:: MATERIALS PROVIDED

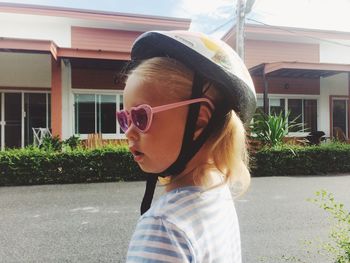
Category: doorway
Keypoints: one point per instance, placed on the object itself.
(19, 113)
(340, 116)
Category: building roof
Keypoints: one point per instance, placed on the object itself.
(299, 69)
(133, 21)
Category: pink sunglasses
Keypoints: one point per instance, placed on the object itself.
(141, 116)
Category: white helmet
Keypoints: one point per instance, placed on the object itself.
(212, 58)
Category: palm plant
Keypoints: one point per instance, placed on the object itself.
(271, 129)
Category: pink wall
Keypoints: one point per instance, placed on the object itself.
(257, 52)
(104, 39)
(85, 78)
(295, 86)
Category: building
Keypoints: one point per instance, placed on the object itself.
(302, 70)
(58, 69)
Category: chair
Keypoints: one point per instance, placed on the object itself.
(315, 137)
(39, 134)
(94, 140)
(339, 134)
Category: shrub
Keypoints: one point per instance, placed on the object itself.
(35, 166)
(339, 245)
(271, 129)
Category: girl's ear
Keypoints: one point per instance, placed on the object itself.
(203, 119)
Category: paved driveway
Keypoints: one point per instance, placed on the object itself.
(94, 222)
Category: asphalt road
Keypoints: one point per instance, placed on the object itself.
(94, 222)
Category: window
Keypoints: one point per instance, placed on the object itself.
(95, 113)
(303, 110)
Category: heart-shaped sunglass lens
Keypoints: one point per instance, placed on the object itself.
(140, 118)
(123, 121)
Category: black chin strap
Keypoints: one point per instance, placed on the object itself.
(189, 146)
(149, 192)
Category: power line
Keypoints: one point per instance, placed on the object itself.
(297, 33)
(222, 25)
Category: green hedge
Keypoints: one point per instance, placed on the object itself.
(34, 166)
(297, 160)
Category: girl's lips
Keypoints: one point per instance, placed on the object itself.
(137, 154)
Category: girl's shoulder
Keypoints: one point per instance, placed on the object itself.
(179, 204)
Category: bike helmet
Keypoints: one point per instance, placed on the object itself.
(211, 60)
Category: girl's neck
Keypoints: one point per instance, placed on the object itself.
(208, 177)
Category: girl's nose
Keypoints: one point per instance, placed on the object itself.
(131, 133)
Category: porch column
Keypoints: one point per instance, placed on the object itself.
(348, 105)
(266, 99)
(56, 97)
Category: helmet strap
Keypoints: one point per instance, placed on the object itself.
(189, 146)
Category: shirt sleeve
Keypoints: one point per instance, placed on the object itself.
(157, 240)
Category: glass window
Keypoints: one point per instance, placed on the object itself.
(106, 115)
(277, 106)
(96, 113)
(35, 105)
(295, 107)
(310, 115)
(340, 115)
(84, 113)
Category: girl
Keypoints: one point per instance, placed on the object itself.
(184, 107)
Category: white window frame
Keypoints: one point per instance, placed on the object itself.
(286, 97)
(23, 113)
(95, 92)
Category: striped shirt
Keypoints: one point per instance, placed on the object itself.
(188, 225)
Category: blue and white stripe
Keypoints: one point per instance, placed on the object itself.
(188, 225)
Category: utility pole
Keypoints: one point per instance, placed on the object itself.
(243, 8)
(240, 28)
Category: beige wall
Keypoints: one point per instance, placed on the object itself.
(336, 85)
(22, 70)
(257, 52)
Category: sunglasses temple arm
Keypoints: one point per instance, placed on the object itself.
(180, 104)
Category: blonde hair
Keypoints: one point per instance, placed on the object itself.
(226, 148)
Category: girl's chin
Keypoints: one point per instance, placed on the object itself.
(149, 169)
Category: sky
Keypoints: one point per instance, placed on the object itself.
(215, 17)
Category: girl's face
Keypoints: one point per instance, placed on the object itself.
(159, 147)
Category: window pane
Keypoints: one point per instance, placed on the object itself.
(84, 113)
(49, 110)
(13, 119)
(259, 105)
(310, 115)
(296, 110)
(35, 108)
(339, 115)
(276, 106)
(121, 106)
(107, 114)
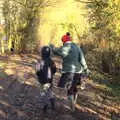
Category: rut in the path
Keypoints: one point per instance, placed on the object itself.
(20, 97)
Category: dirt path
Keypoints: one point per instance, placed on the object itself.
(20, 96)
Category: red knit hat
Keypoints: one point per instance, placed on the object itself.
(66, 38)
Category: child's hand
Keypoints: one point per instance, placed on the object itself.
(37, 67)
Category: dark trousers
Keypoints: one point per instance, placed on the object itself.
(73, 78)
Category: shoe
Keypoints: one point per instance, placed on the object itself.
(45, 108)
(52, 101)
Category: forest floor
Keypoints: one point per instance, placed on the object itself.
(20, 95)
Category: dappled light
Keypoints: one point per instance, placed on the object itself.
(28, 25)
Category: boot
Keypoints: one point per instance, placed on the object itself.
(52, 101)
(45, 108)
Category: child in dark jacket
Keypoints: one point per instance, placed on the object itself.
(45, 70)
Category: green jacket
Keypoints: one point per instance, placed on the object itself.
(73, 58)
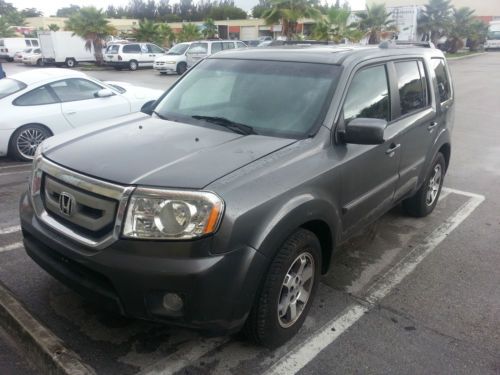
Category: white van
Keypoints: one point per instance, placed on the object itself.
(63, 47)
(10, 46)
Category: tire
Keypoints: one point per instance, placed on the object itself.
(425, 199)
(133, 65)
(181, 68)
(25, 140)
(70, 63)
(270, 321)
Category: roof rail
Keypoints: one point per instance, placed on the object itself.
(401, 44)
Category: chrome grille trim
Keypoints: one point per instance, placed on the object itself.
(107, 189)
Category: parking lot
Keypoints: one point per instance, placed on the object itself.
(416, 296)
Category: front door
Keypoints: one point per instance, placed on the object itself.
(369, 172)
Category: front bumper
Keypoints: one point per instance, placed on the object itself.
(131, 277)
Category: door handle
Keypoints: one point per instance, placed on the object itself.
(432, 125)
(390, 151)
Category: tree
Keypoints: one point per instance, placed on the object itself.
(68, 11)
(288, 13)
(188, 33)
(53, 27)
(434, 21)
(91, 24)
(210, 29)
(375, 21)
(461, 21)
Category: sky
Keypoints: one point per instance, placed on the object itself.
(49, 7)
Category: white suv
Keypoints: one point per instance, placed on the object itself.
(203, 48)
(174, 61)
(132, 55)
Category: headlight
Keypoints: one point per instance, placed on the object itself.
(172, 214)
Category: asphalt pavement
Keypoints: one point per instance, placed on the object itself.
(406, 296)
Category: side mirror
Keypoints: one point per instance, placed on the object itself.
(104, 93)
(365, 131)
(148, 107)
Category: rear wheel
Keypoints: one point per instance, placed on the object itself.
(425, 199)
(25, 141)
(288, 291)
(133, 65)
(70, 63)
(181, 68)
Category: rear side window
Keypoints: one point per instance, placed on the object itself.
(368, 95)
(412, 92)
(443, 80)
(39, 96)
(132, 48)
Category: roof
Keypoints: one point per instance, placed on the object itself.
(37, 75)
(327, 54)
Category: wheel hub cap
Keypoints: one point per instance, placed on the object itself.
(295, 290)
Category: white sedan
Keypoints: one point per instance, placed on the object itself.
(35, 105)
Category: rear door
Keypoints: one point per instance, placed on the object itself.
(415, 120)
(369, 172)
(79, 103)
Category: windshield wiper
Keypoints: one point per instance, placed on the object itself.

::::

**SET PROBLEM**
Extract, unchanged, the closing run of lines that opens with the line containing "Category: front bumper" and ends with the last line.

**RESPONSE TO THE TASK**
Category: front bumper
Keypoints: one point per instance, placed on the object itself.
(131, 277)
Category: door handle
Keypoints: one point per instance, placed on the object itself.
(432, 125)
(390, 151)
Category: tree
Keypoints: one point per instance, placed on the object itself.
(68, 11)
(288, 13)
(188, 33)
(53, 27)
(434, 21)
(91, 24)
(210, 29)
(375, 21)
(461, 21)
Category: sky
Keypoints: one point per instance, placed on the object itself.
(49, 7)
Category: white suv
Keypoints: one point per instance, placed on the object itself.
(203, 48)
(174, 61)
(132, 55)
Category: headlight
Keypoints: one point per instance, placed on the object itself.
(172, 214)
Category: asphalt pavement
Keypoints: one point per instance, placed on the object itself.
(406, 296)
Category: side mirror
Keypoints: one point per instance, placed on the object itself.
(104, 93)
(365, 131)
(148, 107)
Category: rear wheel
Keypoints: one point per instance, placed on the object itself.
(425, 199)
(25, 141)
(288, 291)
(133, 65)
(70, 63)
(181, 68)
Category: rear side window
Keypoints: one point per instance, placed on the object itself.
(368, 95)
(412, 92)
(443, 80)
(39, 96)
(132, 48)
Category: roof
Keypoints: one point per instance, placed on the object itself.
(37, 75)
(327, 54)
Category: wheel hub cap
Keypoints: one point per instance, placed on the object itself.
(295, 290)
Category: white sedan
Keypoints: one point per instance, placed on the object itself.
(35, 105)
Category: rear door
Keypoints: one point per instance, placed on the object itself.
(415, 120)
(369, 172)
(79, 103)
Category: windshield wiper
Keypoints: one point per instance, placed on the object itself.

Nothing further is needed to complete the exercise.